Asbestos
List of Contaminants
400,000 Miles of Drinking Water Pipes
May Have Been Made With The Deadly Substance by Barbara Robson
The prospect is chilling: by best estimates, about 20 million people
have had significant exposure to cancer causing asbestos on the
job. Three hundred thousand Americans are expected to die of asbestos
related cancer in the next twenty to thirty years. Now, the deadly
substance is contaminating drinking water around the continent.
Asbestos is one of the most potent carcinogens known to man. Cancer
now claims at least one life an hour among people who inhaled it
on the job. As many as 200,000 wives and children of asbestos workers
will also grow ill merely from washing asbestos laden clothes or
being exposed at their homes.
The American Congress passed legislation in 1984 to control asbestos
hazards in the building materials of 31,000 schools attended by
some 13 million children. And asbestos is present in millions of
houses, apartments and buildings.
Now, alarming levels of invisible, needle like fibers of asbestos
have been discovered in tap water. Much of it comes from an estimated
400,000 miles of asbestos cement water pipe. Enough to circle the
globe sixteen times. Buried beneath hundreds of North American cities.
Yet scientists and government officials can not agree on how serious
this hazard actually is, or even on what levels are acceptable.
"We believe asbestos breathed is a definite carcinogen",
says Dave Ryan, a press officer for the Environmental Protection
Agency, "but as far as asbestos in water, the jury is still
out".
The people of Woodstock NY know the worry first hand. In late 1985,
so much asbestos was in the tap water that it clogged the town's
pipes. Health officials warned citizens not to drink the water,
to limit showers and to keep asbestos contaminated water out of
humidifiers.
Tara Roberts, a thirty one year old business woman and mother,
is the leader of the citizen's group Asbestos Free Woodstock. When
she first heard Woodstock's health warning, she thought of her one
year old daughter, who had had a cold. On her pediatricians advice
she'd covered the crib and put a vaporizer beside it.
"I realized that the vaporizer was probably putting asbestos
into the air she breathed," Robers grimly recalls. "I
was horrified." For over a year, she has hauled gallons of
clean water home, taken dirty clothes to a laundromat that uses
well water and showered at the houses of friends with safe water.
Roberts states the 1980s message from the famous town of Woodstock:
"Any community with asbestos cement pipe either has a problem
or will soon have one."
In the past decade, asbestos contamination in drinking water has
been discovered in communities throughout North America. In 1982,
Department of Health and Human Services survey of 538 US cities
showed sixty five percent of them had some asbestos in their water.
Almost nine percent had levels that health experts say should have
signaled concern.
In Connecticut, a state that banned installing new asbestos pipes
seven years ago, 900 miles of asbestos laden pipe is still in the
ground, supplying drinking water for over 600,000 people. The Detroit
News informed 4 million water drinkers that 1100 miles of the pipe
that lay beneath them showed more than 3 million fibers in a quart
of tap water.

Dataset records
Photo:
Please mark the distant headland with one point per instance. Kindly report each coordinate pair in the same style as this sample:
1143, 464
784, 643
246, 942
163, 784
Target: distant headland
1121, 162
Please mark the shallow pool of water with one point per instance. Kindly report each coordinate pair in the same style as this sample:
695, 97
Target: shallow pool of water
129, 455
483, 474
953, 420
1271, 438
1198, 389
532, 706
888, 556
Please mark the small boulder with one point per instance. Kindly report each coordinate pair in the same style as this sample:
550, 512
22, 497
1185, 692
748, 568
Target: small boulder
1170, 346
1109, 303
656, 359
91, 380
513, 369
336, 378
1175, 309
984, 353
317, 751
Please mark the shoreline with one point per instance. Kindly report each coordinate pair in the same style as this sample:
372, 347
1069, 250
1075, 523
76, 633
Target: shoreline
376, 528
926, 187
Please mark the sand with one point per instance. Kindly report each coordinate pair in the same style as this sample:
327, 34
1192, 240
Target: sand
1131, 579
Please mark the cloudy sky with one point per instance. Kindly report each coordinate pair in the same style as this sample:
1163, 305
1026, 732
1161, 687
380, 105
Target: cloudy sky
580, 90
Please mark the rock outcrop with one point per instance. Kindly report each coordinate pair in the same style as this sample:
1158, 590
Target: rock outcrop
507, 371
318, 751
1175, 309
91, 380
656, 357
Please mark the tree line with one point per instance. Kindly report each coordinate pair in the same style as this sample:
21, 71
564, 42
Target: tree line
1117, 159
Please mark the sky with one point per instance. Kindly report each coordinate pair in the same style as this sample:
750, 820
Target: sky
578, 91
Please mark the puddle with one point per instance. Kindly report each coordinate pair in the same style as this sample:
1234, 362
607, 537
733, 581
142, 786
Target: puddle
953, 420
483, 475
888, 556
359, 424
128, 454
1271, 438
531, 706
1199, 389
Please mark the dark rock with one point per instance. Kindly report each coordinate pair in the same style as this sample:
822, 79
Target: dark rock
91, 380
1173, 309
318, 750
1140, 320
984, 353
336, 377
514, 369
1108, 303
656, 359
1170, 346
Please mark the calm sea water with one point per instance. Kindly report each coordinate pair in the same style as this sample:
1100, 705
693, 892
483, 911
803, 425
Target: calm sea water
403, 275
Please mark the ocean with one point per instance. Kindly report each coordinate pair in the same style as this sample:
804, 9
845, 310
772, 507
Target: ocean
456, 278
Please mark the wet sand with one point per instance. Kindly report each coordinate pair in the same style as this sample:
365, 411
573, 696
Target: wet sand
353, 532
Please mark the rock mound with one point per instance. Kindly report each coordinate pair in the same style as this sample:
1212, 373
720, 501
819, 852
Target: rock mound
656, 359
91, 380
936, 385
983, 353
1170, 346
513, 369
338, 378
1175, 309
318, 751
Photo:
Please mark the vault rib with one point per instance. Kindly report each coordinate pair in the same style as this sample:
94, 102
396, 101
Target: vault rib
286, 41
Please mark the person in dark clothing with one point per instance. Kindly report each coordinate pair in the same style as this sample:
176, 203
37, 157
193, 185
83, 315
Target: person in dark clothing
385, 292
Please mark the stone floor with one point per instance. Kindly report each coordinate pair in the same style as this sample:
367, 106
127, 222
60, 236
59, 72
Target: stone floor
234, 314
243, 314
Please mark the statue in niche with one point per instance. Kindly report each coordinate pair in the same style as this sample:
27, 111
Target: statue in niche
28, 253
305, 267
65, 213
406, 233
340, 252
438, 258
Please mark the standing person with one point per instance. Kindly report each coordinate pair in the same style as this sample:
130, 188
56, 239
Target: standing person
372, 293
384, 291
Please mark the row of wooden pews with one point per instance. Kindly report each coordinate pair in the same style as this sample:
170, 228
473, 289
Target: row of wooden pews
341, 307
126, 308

What you need to do
1. Translate this sentence from the asbestos article into Spanish: "Asbestos is one of the most potent carcinogens known to man."
2. Carry on the asbestos article after its final sentence, picking up from the Detroit News report about fibers in tap water.
The listing was taken from a separate source and is unrelated to the asbestos article.

Task results
1. El asbesto es uno de los carcinógenos más potentes que conoce el ser humano.

2.
Asbestos cement water pipes may be anywhere in North American,
from Winnipeg Canada to Texas, and, depending on its condition may
cause people to swallow from a few hundred to hundreds of millions
of fibers every day.
Dr. Philip Landrigan is the director of Environmental and Occupational
Medicine at the Mount Sinai School of Medicine in New York. "Houses
built between 1950 and 1980, when asbestos cement pipe was in vogue
have a good chance of using water from these pipes, but on one is
certain as developers records are imperfect and good data is incomplete."
Unfortunately all too little is being done. Water utilities typically
deny any risk for fear of liability. Occasionally the utilities
even deny they used asbestos cement pipe. Two decades ago, asbestos
cement pipe producers, including former industry giant Johns-Manville,
attempted to fix the problem. With Food and Drug Administration
approval, they sprayed a vinyl liner inside asbestos pipe and subsequently
sold miles of treated pipe throughout New England. A few years ago,
tetrachloroethylene, a chemical known to produce cancer in test
animals was found to be leaching from the vinyl lining into the
water. By 1980 when Manville finally took its vinyl lined asbestos
pipe off the market, 1000 miles were buried in New England and New
York.
Asbestos cement pipe producers paid for reports that advised water
utilities to treat highly acidic water flowing through their pipes.
Acidic water can cause the cement to disintegrate, which can result
in the release of asbestos fibers.
On almost all fronts denial of the asbestos hazard in tap water
seems to run deep. In ostrich like fashion city officials seem to
be pretending that because they can't see the asbestos fibers in
the water, little need be done. Winnipeg, a prairie city of over
600,00 is a case in point.
Sixteen years ago, Dr. Francis Konopasek, a physics professor at
the University of Manitoba studying asbestos levels in wine and
beer wondered if the deadly mineral might be making its way into
Winnipeg's drinking water. Upon inquiring he was told, incorrectly,
that asbestos pipe was only used to carry sewage, not water. In
1979, a Canadian government report showed that Winnipeg's drinking
water was indeed tainted by asbestos. The city had almost 400 miles
of asbestos cement pipe in the ground for nearly half a century.
Over the next few years Winnipeg tested asbestos levels in its drinking
water. In 1983, the year before sampling was stopped, a quart of
Winnipeg drinking water contained 12 million fibers
In the winter of 1986, facing public outcry, the city finally banned
further installation of asbestos cement water pipe. But it also
brought in Joseph Cotruvo, director of criteria and standards in
the EPA's office who gave a different view of the risk. "A
multi million dollar study found the weight of evidence is slight
that ingested asbestos causes cancer". Not surprisingly, environmentalists
were unconvinced.
Unfortunately industry and government officials have been able
to hide behind the fact that no adequate studies exist to measure
the debilitating effects of drinking asbestos contaminated water.
Dr. Irving Selikoff, the world's leading expert on asbestos related
disease says that there are sound scientific reasons to suspect
a cancer risk from asbestos in drinking water.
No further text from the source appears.